> _EXERCISE_: Copy the records from their start through the line containing "71;219;105;261", swapping "Example return" for "Sample return" and leaving everything else unchanged.

####################

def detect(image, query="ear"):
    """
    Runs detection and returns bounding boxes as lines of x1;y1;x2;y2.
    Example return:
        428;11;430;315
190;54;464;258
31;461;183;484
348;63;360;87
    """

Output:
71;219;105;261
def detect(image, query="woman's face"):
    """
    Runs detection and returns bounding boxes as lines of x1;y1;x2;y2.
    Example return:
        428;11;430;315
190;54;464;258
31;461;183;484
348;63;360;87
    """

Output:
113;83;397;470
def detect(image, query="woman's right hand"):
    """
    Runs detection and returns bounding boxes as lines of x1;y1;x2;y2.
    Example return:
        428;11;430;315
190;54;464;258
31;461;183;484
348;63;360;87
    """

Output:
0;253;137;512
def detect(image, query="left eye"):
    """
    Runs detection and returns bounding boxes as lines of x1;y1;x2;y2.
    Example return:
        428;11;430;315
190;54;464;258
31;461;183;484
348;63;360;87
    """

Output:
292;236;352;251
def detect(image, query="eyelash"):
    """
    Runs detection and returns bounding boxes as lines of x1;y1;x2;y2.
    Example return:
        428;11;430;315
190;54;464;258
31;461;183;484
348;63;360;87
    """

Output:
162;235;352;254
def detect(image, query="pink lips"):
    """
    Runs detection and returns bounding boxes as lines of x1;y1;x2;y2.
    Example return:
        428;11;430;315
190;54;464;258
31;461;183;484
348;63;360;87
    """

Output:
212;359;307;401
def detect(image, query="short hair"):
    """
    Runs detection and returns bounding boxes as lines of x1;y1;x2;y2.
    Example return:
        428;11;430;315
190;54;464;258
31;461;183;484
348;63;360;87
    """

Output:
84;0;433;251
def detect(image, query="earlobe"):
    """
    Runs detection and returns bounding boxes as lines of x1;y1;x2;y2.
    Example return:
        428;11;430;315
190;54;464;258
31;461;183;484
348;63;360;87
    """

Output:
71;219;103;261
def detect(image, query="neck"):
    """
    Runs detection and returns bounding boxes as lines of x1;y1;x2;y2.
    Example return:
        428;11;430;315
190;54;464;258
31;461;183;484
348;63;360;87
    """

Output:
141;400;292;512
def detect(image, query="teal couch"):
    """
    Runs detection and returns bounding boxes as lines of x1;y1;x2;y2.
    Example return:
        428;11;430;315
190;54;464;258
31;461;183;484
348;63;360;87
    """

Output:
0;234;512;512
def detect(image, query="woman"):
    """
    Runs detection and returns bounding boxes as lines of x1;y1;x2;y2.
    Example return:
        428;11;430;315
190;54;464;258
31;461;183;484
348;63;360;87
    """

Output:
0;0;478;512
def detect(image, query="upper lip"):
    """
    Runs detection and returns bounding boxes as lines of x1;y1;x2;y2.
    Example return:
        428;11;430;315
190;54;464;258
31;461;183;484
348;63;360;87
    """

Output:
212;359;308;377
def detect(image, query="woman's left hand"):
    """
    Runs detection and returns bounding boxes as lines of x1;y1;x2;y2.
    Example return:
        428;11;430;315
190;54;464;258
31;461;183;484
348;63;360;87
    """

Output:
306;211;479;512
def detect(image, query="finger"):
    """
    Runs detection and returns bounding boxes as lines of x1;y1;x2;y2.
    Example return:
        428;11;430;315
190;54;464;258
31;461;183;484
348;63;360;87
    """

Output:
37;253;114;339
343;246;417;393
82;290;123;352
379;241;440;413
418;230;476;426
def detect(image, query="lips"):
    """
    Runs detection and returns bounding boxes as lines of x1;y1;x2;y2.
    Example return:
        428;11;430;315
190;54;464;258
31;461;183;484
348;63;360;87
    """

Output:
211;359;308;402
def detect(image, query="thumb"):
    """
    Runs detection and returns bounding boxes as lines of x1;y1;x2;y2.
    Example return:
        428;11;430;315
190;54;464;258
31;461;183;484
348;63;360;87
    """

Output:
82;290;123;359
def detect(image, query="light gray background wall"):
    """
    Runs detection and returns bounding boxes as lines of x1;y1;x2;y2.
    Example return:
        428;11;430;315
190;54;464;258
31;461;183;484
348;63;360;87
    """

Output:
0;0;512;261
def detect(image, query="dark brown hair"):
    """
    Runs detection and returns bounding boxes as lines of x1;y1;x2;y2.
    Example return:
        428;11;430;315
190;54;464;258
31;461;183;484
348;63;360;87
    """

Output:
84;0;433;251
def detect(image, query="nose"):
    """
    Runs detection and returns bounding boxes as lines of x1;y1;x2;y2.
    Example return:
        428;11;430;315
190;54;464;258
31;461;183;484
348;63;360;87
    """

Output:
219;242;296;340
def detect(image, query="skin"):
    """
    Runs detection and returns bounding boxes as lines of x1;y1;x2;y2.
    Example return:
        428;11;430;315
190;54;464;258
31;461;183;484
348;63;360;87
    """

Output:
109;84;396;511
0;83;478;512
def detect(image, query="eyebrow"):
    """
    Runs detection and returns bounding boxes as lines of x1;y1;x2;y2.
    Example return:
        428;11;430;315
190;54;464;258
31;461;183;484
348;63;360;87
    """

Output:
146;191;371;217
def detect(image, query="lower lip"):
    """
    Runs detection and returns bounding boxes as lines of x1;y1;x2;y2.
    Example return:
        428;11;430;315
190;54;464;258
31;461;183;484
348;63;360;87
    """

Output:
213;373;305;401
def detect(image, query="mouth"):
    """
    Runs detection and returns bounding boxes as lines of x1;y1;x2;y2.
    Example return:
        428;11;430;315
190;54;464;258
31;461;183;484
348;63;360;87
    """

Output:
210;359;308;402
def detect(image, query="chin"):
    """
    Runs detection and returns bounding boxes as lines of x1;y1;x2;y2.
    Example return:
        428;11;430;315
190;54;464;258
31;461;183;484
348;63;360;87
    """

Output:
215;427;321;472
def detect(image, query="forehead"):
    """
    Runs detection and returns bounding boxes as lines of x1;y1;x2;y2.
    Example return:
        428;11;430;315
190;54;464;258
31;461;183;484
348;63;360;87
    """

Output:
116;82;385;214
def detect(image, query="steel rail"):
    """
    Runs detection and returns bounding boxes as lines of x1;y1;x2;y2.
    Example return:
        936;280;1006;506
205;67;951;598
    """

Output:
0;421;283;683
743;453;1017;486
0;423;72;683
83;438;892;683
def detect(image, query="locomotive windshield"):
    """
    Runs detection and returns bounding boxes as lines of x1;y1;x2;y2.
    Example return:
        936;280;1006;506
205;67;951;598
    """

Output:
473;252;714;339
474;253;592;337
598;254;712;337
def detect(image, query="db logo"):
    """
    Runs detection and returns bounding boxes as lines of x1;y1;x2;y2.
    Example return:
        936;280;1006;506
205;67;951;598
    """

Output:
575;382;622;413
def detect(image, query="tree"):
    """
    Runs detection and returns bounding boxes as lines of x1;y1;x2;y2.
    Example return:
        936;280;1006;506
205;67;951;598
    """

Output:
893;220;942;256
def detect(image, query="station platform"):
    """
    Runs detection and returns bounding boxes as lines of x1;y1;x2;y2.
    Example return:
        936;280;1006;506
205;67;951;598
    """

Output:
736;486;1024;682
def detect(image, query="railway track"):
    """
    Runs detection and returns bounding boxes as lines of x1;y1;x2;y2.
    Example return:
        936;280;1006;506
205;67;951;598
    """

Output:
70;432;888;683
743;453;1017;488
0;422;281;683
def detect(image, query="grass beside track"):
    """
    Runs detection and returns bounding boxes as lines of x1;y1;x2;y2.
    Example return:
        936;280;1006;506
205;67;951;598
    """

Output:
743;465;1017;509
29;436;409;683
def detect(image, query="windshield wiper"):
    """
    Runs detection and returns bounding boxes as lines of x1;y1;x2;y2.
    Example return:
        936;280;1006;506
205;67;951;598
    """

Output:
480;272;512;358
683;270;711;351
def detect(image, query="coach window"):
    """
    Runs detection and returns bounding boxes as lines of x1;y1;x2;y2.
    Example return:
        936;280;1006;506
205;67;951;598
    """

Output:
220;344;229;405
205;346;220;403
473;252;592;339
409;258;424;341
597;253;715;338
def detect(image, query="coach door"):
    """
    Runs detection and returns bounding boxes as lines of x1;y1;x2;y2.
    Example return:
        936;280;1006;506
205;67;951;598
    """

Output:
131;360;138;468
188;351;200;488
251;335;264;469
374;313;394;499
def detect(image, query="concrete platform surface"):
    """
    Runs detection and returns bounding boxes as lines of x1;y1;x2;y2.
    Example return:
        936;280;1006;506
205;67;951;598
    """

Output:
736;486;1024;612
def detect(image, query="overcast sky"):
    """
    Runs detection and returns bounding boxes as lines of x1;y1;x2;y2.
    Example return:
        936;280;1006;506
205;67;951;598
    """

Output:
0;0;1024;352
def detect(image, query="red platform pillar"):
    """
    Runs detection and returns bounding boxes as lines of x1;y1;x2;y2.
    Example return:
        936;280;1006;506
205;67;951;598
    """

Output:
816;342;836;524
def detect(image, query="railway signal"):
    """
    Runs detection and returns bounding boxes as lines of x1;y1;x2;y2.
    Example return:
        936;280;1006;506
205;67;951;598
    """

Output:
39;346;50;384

####################

> _RESPONSE TO THIS EXERCISE_:
def detect(image, query="ear"):
    """
    Runs detection and returns bounding boxes as lines of x1;y1;x2;y2.
    Sample return:
        428;11;430;315
190;54;464;258
31;461;183;484
348;63;360;87
    """

Output:
71;219;105;261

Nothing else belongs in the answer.